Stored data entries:
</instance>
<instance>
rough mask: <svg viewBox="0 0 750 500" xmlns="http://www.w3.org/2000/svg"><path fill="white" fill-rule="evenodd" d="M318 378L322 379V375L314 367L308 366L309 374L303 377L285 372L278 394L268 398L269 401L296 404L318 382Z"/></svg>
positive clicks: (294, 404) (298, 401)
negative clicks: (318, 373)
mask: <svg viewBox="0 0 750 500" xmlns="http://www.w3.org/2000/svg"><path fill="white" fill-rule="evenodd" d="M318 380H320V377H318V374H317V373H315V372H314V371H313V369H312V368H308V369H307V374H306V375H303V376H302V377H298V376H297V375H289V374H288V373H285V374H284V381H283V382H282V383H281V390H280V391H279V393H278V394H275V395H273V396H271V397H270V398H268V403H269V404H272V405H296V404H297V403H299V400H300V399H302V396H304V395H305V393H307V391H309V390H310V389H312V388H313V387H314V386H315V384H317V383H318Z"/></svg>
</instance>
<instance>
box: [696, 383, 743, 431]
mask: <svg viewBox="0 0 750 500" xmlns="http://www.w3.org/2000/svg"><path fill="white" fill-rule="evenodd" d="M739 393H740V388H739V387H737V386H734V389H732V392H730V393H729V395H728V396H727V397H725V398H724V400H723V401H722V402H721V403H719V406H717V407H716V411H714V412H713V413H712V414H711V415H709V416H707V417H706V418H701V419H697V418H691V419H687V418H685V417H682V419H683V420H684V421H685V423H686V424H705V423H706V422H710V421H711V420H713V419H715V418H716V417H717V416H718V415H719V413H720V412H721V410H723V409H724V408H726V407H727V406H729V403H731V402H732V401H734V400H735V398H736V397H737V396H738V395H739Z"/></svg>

▶ [EXERCISE GOAL] Rewrite the entries above with "rough mask" changed to "coarse mask" and everything else left the same.

▶ [WRITTEN ANSWER]
</instance>
<instance>
coarse mask: <svg viewBox="0 0 750 500" xmlns="http://www.w3.org/2000/svg"><path fill="white" fill-rule="evenodd" d="M318 378L322 379V375L314 367L308 366L309 374L303 377L285 372L278 394L268 398L269 401L296 404L318 382Z"/></svg>
positive clicks: (294, 404) (298, 401)
negative clicks: (318, 373)
mask: <svg viewBox="0 0 750 500" xmlns="http://www.w3.org/2000/svg"><path fill="white" fill-rule="evenodd" d="M318 380H320V377H318V374H317V373H315V372H314V371H313V369H312V368H308V369H307V374H306V375H303V376H302V377H298V376H297V375H289V374H288V373H285V374H284V381H283V382H282V383H281V390H280V391H279V393H278V394H275V395H273V396H271V397H270V398H268V403H269V404H272V405H296V404H297V403H299V400H300V399H302V396H304V395H305V393H307V391H309V390H310V389H312V388H313V387H314V386H315V384H317V383H318Z"/></svg>
</instance>
<instance>
box: [696, 383, 743, 431]
mask: <svg viewBox="0 0 750 500" xmlns="http://www.w3.org/2000/svg"><path fill="white" fill-rule="evenodd" d="M739 393H740V388H739V387H737V386H734V389H732V392H730V393H729V395H728V396H727V397H725V398H724V400H723V401H722V402H721V403H719V406H717V407H716V411H714V412H713V413H712V414H711V415H709V416H707V417H706V418H701V419H697V418H691V419H687V418H685V417H682V419H683V420H684V421H685V423H686V424H705V423H706V422H710V421H711V420H713V419H715V418H716V417H717V416H718V415H719V413H720V412H721V410H723V409H724V408H726V407H727V406H729V403H731V402H732V401H734V400H735V398H736V397H737V396H738V395H739Z"/></svg>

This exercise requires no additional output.